* [SET EXERCISE 1]:
Answer these questions about the sermon on Micah and Israel's journey, one line each:
(a) Whom did King Balak of Moab offer to pay to put a curse on the Israelites?
(b) Who led the people across the Jordan River to their camp at Gilgal?
(c) Whose comic strip does the sermon mention?
* [SET EXERCISE 2]: Could you continue the sermon on Micah and Israel's journey, starting right after its last line?

──────── GIVEN PASSAGE

Later on, as they were getting close to the Promised Land, King Balak of Moab saw how many hundreds of thousands of them there were, and he was afraid of them. So he sent word for a professional holy man, Balaam son of Beor, and offered to pay him to put a curse on the Israelites. However, the book of Numbers recounts the story of how God spoke to Balaam and warned him strictly not to put a curse on Israel, and so when the time came, Balaam obeyed God and blessed them instead. This infuriated King Barak, who seemed to think that Balaam could bless or curse anyone he wanted.

Through their whole desert journey – ‘from Shittim to Gilgal’, says Micah – God looked after his people. He gave them supernatural food from heaven, and gave them water from a rock when they were thirsty. He protected them from their enemies, and even though they complained against him and asked many times if they could go back to Egypt, he didn’t give up on them. And eventually it was Moses’ successor Joshua who led them across the Jordan River to their final camp at Gilgal, as they began to occupy the land God had promised to them.

This was the Gospel story of ancient Israel – how God took a helpless slave people, adopted them as his own people, and gave them a land of their own to live in. All the laws he gave them – the Ten Commandments, the laws about food and sacrifices and so on – were by way of response to God’s goodness in saving them from slavery in the first place. The laws were in answer to the question ‘Since God in his great love has adopted us as his people, what sort of lives ought we to live?’ As I said at the beginning, first comes the good news, then the good advice.

And of course the same is true for us as Christians. The message of the Gospel is all about the grace of God – God’s love that doesn’t wait for us to be worthy, but reaches out to us as we are, warts and all, and loves us into worthiness. The Gospel tells how God loved the rebellious human race so much that he came to live among us in Jesus to set us free. ‘God proves his love for us’, says St. Paul, ‘in that while we were still sinners Christ died for us’ (Romans 5:8). God forgives our sins, adopts us into his family as his children, and gives us the gift of the Holy Spirit. And even though we often stray, he continues to be merciful to us, forgiving us and restoring us and giving us a second chance, and a third chance, and as many chances as we need to get it right.

What does God ask in response? You can imagine the people of Israel, like a character in Johnny Hart’s old ‘B.C.’ comic strip, standing looking up to heaven with their arms outstretched, crying out “God, what do you want from me?”

Well, the answer’s obvious, right? He wants us to come to church! He wants us to read the Bible and pray! He wants us to take part in beautiful liturgies with wonderful pipe organ music or amazing worship bands! He wants us to build him impressive looking temples so that everyone can see how glorious he is – as if Mount Edith Cavell wasn’t testimony enough to that already! He wants us to tithe, and give up sugar in our tea for Lent, and so on, and so on.

That was Israel’s first guess; look at verses 6-7:
‘With what shall I come before the LORD,
and bow myself before God on high?

────────────────
──────── EXCERPTED RECORDS

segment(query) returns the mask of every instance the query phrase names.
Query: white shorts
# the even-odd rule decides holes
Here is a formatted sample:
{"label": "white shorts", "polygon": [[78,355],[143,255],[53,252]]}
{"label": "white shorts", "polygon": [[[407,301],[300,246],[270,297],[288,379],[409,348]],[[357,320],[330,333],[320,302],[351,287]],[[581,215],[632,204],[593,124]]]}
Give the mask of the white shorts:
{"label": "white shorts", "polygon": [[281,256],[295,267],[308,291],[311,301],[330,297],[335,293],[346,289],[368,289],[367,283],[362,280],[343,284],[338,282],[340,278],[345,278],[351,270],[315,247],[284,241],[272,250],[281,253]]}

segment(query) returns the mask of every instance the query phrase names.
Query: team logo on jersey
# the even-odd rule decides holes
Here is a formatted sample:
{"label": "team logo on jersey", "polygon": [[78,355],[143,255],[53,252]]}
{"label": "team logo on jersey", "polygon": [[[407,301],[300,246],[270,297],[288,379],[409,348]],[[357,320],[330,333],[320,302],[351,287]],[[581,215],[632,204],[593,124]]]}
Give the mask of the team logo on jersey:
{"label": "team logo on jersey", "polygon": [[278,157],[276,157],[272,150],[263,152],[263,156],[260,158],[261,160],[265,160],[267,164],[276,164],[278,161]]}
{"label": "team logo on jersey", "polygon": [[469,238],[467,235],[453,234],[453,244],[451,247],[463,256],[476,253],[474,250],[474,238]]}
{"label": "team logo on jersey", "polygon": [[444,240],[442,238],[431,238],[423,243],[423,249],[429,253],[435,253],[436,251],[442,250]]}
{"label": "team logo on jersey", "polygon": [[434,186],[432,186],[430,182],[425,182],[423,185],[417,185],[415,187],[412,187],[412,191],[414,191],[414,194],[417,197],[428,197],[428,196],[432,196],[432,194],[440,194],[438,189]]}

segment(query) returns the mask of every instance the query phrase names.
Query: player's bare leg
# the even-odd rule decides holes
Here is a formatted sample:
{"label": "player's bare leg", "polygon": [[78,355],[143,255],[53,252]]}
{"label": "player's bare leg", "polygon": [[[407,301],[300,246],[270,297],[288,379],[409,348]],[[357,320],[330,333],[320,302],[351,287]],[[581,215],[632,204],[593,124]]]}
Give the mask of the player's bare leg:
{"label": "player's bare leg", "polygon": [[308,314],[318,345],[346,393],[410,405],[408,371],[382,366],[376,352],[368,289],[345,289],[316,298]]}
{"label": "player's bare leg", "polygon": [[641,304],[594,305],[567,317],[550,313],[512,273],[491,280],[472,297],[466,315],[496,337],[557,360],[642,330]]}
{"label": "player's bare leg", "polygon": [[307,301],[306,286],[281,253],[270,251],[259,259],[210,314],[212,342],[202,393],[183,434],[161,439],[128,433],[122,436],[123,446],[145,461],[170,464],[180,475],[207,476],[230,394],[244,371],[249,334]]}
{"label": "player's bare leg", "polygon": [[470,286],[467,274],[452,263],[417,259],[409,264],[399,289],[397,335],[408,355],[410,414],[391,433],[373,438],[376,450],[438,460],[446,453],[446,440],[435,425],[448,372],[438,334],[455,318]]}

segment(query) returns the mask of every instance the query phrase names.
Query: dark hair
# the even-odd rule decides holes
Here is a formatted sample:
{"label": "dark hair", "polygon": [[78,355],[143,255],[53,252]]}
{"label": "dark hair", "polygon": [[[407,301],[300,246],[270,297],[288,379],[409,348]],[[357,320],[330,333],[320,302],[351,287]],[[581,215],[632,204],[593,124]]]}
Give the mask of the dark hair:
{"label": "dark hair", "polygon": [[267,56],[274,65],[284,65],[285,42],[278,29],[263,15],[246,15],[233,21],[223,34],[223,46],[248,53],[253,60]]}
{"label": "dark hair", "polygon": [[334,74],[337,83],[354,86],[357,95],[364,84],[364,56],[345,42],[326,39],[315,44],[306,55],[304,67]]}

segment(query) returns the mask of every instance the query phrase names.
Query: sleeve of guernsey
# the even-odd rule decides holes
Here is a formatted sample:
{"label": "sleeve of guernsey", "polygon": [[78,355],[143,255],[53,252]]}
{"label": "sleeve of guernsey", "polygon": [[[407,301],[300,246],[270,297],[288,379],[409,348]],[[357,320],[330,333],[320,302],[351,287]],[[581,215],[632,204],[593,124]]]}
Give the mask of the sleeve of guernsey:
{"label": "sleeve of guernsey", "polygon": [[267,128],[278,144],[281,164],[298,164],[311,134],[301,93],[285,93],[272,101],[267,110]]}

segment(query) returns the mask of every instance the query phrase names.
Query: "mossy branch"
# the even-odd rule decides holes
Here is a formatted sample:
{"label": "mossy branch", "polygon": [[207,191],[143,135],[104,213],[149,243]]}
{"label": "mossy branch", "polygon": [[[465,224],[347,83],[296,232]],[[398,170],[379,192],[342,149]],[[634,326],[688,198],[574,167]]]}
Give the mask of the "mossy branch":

────────────────

* [RESULT 1]:
(a) Balaam son of Beor
(b) Joshua, Moses' successor
(c) Johnny Hart's 'B.C.'

* [RESULT 2]:
Shall I come before him with burnt offerings,
with calves a year old?
Will the LORD be pleased with thousands of rams,
with ten thousand rivers of oil?
Shall I give my firstborn for my transgression,
the fruit of my body for the sin of my soul?’

It’s not a bad guess; the Old Testament law goes into great details about the elaborate sacrifices God wants his people to offer him. If God is displeased in some way, perhaps we haven’t been pulling our weight in the sacrificial department! Instead of tens of rams, let’s offer him thousands! Instead of a few gallons of olive oil, let’s offer him rivers of the stuff! What? He still isn’t satisfied? Uh – maybe he wants us to be like the pagans around us and even offer our children as sacrifices to him; is that it?

No, it’s not. It’s not that Israel’s rituals are wrong; it’s just that God never intended them to be the main event. Micah spells out the main event in verse eight, the passage we already read:
‘He has told you, O mortal, what is good;
and what does the LORD require of you
but to do justice, and to love kindness,
and to walk humbly with your God’.

Let’s unpack these three simple concepts. The word justice is, of course, contrasted with the attitude of ‘just us’. ‘Just us’ means ‘I don’t really care how things work out for everyone else as long as I’m okay’. So I live my life in order to get as rich as possible and to have as much enjoyment as possible without any regard for how this effects other people who are less fortunate than myself.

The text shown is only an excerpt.